- **TASK GOAL**
Copy the records below word for word, starting at the line that contains "Locate every instance of the salt" and ending with the final line of the records.

- **DATA SHOWN**
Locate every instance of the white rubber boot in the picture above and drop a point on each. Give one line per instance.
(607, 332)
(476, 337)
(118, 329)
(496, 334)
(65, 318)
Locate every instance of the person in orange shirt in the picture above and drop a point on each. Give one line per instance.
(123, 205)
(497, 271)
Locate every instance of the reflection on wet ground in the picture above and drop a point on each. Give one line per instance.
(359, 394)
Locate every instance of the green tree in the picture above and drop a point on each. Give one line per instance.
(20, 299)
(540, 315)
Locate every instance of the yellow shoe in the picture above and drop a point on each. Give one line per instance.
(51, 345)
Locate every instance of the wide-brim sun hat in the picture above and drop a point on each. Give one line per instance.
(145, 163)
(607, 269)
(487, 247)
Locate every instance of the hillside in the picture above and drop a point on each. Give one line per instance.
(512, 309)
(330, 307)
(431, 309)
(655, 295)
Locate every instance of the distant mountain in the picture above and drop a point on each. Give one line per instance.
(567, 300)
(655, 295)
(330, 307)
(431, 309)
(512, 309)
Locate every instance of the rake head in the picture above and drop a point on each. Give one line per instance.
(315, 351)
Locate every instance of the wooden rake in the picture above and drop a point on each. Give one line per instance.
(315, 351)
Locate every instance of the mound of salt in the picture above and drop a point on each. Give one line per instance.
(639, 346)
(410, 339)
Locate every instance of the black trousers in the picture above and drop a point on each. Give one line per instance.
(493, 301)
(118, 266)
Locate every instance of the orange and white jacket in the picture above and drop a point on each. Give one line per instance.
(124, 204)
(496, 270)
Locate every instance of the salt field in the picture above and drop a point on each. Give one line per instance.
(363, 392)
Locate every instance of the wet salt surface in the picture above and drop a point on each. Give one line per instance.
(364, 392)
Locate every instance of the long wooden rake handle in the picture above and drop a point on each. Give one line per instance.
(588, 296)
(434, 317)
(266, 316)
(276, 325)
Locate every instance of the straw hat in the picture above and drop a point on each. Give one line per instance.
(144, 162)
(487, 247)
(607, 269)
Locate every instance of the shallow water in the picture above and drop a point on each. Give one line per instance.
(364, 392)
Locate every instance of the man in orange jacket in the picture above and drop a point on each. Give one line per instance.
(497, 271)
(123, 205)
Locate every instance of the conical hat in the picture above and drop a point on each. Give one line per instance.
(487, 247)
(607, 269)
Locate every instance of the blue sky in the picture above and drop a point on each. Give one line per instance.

- **RESULT OF THE TASK**
Locate every instance of the salt field in the picture above and drop a point on each. Give one line per instance.
(363, 392)
Locate every instance of the wet salt surface in the picture above and drop a point on each. Give one line per instance.
(364, 392)
Locate every instance of the long wooden rake handle in the picture above and drop a point on each. Give one line per instance.
(588, 296)
(434, 317)
(266, 316)
(276, 325)
Locate every instance of the straw hat in the picture above and drop a point on each. Give one line per instance.
(144, 162)
(487, 247)
(607, 269)
Locate every instance of the shallow water in the picture above and drop a point on each. Give one line per instance.
(364, 392)
Locate every instance of the man in orange jacket in the picture above and drop a point on each. Give one line per instance.
(497, 271)
(123, 205)
Locate every instance of the conical hat in the picture above and drop a point on each. Give one line per instance.
(487, 247)
(607, 269)
Locate every instance of the blue sky in the picture above and drop a point on each. Give one line per instance.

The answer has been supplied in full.